| GOAL OF THE EXERCISE |
In the essay about studying in Kota below, how would you put the sentence "I often read this in various publications" into French?

Its 6:30 pm, sun is still four fingers above the horizon, and I am strolling down the lanes, learning my familiarity with them, that I gained two years back. I used to come here, same streets, two years back too. But then everything was different. Today, I feel an essence of relieve all around. The feel of cool wind, surpass the somatic senses from my sores.

Breeze, without any lease,
giving me ease,
pains to cease,
modifying my crease.
My mind in muse,
body gone loose,
telling me to stop,
but with a comma, and not a full stop.
I move on, on the pavement drawn,
at the time of dusk, I am seeing my dawn,
picking up the husk, smelling of musk,
I make out, how sturdy the time was,
From Dusk, Till Dawn...


June 20, 2009 – Two years back from now
Energy, vision and ambitions when combined, does wonders. I often read this in various publications. I have realised that inexperience and infatuation often comes in hidden packets along with these miraculous winning profiles. Everybody does contain them. I was no substitute. Had those miraculous profiles within, but lacked to conquer those devil packets. And set myself away for the most competitive training that is more or less like a trend now. If I had sensed about my never visible loopholes at that early time, I would have been now on a different track.
Kota, the most competitive, sound environment, and hot weather city in India became my place for one year. Most appropriate institution, with the finest teachers at their best.
This was the phase in my life when I enjoyed the most. I was then always bearing smile on my face. I met many good people, learnt a lot from them. Good friends, good food. We lived there with our heightened goals and with boosted confidence. This was the part of training that was given at our institute.
Things that always seem most favourable and rejoiced by us sometimes do not prove to be so in the latter part of our lives.
Again here, I was no substitute to this.Besides the excellent surrounding that I got there, I got someone, infatuated with whom I was, since my school. This place gave me chance to get much closer to my infatuation. This word now glorified its meaning into a more auspicious one for me, and left its original lewd meaning. I was in the most consecrated relation from my side. Things started to change now. I started to change. I spoke lies. In other words, my scale of progress now sat on a different track.

Coordinate labeling data
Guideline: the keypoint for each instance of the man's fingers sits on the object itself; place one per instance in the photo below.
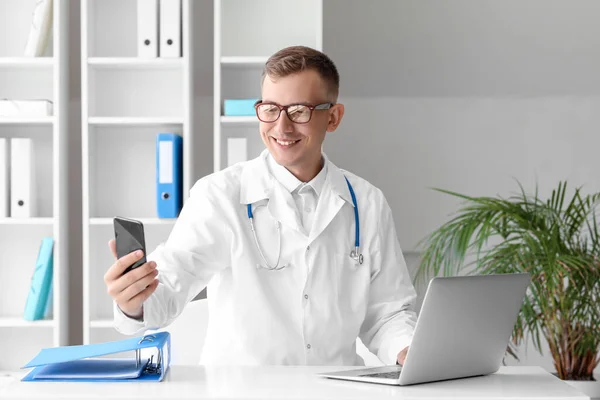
(112, 245)
(142, 296)
(121, 265)
(125, 281)
(137, 287)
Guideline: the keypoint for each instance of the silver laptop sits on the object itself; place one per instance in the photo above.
(462, 331)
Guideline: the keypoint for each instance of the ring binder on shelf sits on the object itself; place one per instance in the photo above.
(77, 363)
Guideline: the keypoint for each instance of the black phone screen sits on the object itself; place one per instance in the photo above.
(129, 237)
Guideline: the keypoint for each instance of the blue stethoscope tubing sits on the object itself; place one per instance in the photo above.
(354, 254)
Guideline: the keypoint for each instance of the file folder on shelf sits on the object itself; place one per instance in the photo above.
(170, 28)
(82, 363)
(4, 187)
(23, 201)
(41, 282)
(169, 175)
(147, 29)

| ANSWER TO THE EXERCISE |
Je lis souvent cela dans diverses publications.